**Work to be completed:** Produce the listing below again, exactly as shown.

**Extracted records:**
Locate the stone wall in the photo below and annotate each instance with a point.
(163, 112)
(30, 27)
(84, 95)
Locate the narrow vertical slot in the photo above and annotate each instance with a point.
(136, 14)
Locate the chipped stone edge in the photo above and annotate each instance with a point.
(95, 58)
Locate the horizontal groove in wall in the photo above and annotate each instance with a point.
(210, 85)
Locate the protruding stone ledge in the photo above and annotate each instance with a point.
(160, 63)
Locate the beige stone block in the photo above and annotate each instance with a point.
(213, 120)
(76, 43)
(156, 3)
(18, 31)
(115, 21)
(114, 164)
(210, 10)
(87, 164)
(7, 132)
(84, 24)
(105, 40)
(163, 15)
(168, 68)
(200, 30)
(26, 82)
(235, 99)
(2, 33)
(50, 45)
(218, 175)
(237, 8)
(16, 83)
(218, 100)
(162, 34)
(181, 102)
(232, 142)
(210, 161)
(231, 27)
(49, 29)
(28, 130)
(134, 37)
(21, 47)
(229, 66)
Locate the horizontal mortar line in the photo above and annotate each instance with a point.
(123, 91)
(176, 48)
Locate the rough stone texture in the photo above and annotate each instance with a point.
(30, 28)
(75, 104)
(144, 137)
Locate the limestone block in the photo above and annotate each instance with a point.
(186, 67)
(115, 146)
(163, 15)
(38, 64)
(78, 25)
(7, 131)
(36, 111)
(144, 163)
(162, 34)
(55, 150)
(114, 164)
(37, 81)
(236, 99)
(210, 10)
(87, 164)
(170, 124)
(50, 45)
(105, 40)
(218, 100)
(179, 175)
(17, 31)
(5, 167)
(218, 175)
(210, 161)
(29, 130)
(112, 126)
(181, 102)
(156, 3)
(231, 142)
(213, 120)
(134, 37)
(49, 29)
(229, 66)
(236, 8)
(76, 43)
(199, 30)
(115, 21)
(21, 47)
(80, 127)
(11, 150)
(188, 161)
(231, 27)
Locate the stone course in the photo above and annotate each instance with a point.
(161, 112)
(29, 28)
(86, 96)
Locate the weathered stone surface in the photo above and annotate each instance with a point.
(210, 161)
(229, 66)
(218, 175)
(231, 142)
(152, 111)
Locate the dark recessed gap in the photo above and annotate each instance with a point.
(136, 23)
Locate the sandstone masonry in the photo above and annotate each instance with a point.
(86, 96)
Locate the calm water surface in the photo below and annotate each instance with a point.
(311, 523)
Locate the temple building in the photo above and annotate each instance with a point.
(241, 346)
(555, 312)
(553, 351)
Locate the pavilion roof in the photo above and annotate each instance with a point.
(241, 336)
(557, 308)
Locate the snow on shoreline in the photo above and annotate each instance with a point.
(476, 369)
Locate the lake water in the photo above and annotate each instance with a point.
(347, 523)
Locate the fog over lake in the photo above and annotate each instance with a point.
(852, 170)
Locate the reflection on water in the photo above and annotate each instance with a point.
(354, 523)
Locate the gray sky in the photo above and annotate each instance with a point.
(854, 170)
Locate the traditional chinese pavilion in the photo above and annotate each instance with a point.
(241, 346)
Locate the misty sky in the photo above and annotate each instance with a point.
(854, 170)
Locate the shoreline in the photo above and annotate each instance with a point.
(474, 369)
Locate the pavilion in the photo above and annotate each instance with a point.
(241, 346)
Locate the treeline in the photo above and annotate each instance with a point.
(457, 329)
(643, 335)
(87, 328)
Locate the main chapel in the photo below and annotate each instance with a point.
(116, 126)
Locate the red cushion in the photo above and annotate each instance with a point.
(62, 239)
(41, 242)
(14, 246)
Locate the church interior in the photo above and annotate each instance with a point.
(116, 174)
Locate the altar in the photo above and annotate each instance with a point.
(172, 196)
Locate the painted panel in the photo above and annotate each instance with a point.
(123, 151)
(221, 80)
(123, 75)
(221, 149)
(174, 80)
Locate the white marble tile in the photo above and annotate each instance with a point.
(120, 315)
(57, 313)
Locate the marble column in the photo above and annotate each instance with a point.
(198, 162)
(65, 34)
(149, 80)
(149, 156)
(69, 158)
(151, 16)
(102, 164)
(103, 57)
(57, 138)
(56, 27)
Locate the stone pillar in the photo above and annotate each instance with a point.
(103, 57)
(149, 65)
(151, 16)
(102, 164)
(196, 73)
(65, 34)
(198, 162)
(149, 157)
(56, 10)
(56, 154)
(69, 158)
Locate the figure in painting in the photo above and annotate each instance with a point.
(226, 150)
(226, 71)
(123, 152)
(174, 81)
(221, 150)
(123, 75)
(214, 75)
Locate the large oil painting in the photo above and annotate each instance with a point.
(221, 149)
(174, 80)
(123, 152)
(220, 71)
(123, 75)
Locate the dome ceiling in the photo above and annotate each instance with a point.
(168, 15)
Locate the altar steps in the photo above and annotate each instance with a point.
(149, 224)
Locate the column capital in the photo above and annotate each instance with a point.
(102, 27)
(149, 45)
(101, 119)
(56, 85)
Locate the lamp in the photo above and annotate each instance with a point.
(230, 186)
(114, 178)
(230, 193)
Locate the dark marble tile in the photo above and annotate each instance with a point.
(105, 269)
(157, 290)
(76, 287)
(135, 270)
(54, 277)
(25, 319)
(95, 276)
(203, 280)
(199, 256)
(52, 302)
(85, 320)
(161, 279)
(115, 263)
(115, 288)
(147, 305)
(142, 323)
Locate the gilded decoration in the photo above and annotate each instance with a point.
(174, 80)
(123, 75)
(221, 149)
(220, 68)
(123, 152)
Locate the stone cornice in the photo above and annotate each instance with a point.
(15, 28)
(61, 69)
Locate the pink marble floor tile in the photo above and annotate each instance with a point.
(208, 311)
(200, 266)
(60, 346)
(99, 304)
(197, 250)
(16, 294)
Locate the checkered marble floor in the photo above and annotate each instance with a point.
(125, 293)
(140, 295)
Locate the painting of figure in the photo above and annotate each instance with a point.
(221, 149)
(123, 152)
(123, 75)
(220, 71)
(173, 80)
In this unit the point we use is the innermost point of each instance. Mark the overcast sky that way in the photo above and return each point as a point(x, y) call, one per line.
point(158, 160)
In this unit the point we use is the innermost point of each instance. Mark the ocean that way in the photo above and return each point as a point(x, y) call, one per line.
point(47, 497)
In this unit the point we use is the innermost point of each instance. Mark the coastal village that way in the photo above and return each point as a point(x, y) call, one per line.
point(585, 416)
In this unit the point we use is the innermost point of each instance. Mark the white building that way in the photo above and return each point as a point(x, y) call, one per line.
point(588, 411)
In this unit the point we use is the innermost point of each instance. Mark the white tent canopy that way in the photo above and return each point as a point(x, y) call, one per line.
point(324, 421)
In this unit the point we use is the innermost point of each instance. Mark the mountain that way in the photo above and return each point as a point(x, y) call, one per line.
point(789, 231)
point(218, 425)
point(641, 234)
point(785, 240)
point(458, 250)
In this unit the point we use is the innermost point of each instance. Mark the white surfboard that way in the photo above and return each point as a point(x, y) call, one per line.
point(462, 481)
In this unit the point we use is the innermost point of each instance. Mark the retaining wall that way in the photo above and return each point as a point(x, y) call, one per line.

**Answer for the task:**
Locate the stone wall in the photo below and annotate each instance with a point.
(163, 112)
(30, 27)
(84, 95)
Locate the narrow vertical slot in the photo above and annotate each instance with a point.
(136, 14)
Locate the chipped stone edge in the photo above and annotate each instance with a point.
(95, 58)
Locate the horizontal groove in wall in the photo above and annotate each instance with a point.
(210, 85)
Locate the protruding stone ledge in the photo above and annotate each instance with a point.
(160, 63)
Locate the beige stone block in the photo above and annotate each instance with a point.
(213, 120)
(76, 43)
(156, 3)
(18, 31)
(115, 21)
(114, 164)
(210, 10)
(87, 164)
(7, 132)
(84, 24)
(105, 40)
(163, 15)
(168, 68)
(200, 30)
(26, 82)
(235, 99)
(2, 33)
(50, 45)
(218, 175)
(237, 8)
(16, 83)
(218, 100)
(162, 34)
(181, 102)
(232, 142)
(210, 161)
(231, 27)
(49, 29)
(28, 130)
(134, 37)
(21, 47)
(229, 66)
Locate the horizontal mortar line in the photo above and annotate each instance with a point.
(123, 91)
(176, 48)
Locate the rough stone texture in the photo above and annotate each instance with a point.
(30, 28)
(75, 104)
(144, 137)
Locate the limestone block in the photo above and annotate each instance with a point.
(186, 67)
(115, 146)
(163, 15)
(38, 64)
(78, 25)
(7, 131)
(36, 111)
(144, 163)
(162, 34)
(55, 150)
(114, 164)
(37, 81)
(236, 99)
(210, 10)
(87, 164)
(170, 124)
(50, 45)
(105, 40)
(218, 100)
(179, 175)
(17, 31)
(5, 167)
(218, 175)
(210, 161)
(29, 130)
(112, 126)
(181, 102)
(156, 3)
(231, 142)
(213, 120)
(134, 37)
(49, 29)
(229, 66)
(236, 8)
(76, 43)
(199, 30)
(115, 21)
(21, 47)
(80, 127)
(11, 150)
(188, 161)
(231, 27)
Locate the stone course in the photo above and annotate each instance with a point.
(161, 112)
(29, 28)
(86, 96)
Locate the weathered stone surface in the photo above and annotate each instance with a point.
(210, 161)
(229, 66)
(218, 175)
(231, 142)
(152, 111)
Locate the dark recessed gap in the photo above and annotate each instance with a point.
(136, 23)
Locate the sandstone masonry in the photo above and annotate each instance with a point.
(86, 96)
Locate the calm water surface in the photo below and annotate each instance with a point.
(311, 523)
Locate the temple building in the photo above and annotate each instance with a point.
(241, 346)
(555, 312)
(553, 351)
Locate the pavilion roof in the photo above and annotate each instance with a point.
(241, 336)
(557, 308)
Locate the snow on shoreline in the photo above and annotate each instance with a point.
(476, 369)
Locate the lake water in the photo above and annotate each instance with a point.
(347, 523)
Locate the fog over lake in the photo above and annotate each instance with a point.
(852, 170)
Locate the reflection on water in the photo above and annotate each instance with a point.
(354, 523)
Locate the gray sky in the photo above and annotate each instance with a point.
(854, 170)
Locate the traditional chinese pavilion in the photo above and annotate each instance with a point.
(241, 346)
Locate the misty sky in the photo above and annotate each instance with a point.
(854, 170)
Locate the shoreline in the photo above and annotate each instance with a point.
(474, 369)
Locate the pavilion in the photo above and annotate each instance with a point.
(241, 346)
Locate the treeline in the photo above and annotate each instance with a point.
(457, 329)
(643, 335)
(87, 328)
Locate the main chapel in the photo below and annotate each instance with a point.
(116, 126)
Locate the red cushion in the photo above and annotate each instance with a point.
(62, 239)
(41, 242)
(14, 246)
Locate the church interior in the photo above and annotate each instance with a point.
(116, 174)
Locate the altar in the photo above and annotate each instance with a point.
(172, 196)
Locate the painted panel in the photo above and annotate each instance with a point.
(123, 151)
(221, 80)
(123, 75)
(221, 149)
(174, 80)
Locate the white marble tile in the photo above and annotate each instance with a point.
(120, 315)
(57, 313)
Locate the marble column in the photo above and annotate each instance with a point.
(198, 162)
(65, 34)
(149, 80)
(149, 156)
(69, 158)
(151, 16)
(102, 164)
(103, 57)
(57, 138)
(56, 27)
Locate the stone pillar in the photo above and annotate each instance with a point.
(103, 57)
(149, 65)
(151, 16)
(102, 164)
(196, 73)
(65, 34)
(198, 162)
(149, 157)
(56, 10)
(56, 154)
(69, 158)
Locate the figure in painting in the photo above and annotate each instance with a point.
(226, 150)
(226, 71)
(123, 152)
(174, 81)
(221, 150)
(123, 75)
(214, 75)
Locate the large oil painting in the photo above and annotate each instance with a point.
(221, 149)
(174, 80)
(123, 152)
(220, 71)
(123, 75)
Locate the dome ceiling in the photo above and annotate each instance with a point.
(168, 15)
Locate the altar steps in the photo above and annotate each instance with a point.
(149, 224)
Locate the column capital in the photo above and annotate each instance with a point.
(102, 27)
(149, 45)
(101, 119)
(56, 85)
Locate the lamp in the photo above and annotate each instance with a point.
(230, 186)
(114, 178)
(230, 193)
Locate the dark marble tile in the photo above and annotate each instance with a point.
(105, 269)
(157, 290)
(76, 287)
(135, 270)
(54, 277)
(25, 319)
(95, 276)
(203, 280)
(199, 256)
(52, 302)
(85, 320)
(161, 279)
(115, 263)
(115, 288)
(147, 305)
(142, 323)
Locate the gilded decoration in the photo above and annotate each instance with a point.
(174, 80)
(123, 75)
(221, 149)
(220, 68)
(123, 152)
Locate the stone cornice in the photo above and annotate each instance with a point.
(15, 28)
(61, 69)
Locate the pink marble floor tile in the photo above and annotate each instance with a point.
(208, 311)
(200, 266)
(60, 346)
(99, 304)
(197, 250)
(16, 294)
Locate the checkered marble floor in the photo above and annotate each instance with a point.
(125, 293)
(140, 295)
Locate the painting of figure in the photo above and annotate each instance with a point.
(221, 149)
(123, 152)
(123, 75)
(220, 71)
(173, 80)
In this unit the point we use is the innermost point of each instance. Mark the overcast sky that way in the photo above and return each point as a point(x, y) call, one per line.
point(158, 160)
In this unit the point we use is the innermost point of each instance. Mark the ocean that way in the photo above and return each point as a point(x, y) call, one per line.
point(47, 497)
In this unit the point we use is the innermost point of each instance. Mark the coastal village that way in the photo above and return each point as a point(x, y) call, one per line.
point(585, 416)
In this unit the point we use is the innermost point of each instance. Mark the white building that way in the photo above and return each point as a point(x, y) call, one per line.
point(588, 411)
In this unit the point we use is the innermost point of each instance. Mark the white tent canopy that way in the photo above and return each point as a point(x, y) call, one per line.
point(324, 421)
In this unit the point we use is the innermost point of each instance. Mark the mountain that way in the photo above and return each point as a point(x, y) call, one per line.
point(789, 231)
point(218, 425)
point(641, 234)
point(785, 240)
point(458, 250)
In this unit the point we use is the innermost point of each instance. Mark the white surfboard that way in the photo above and return each point as a point(x, y) call, one per line.
point(462, 481)
In this unit the point we use is the innermost point of each instance. Mark the retaining wall that way in the photo above and return each point as a point(x, y) call, one per line.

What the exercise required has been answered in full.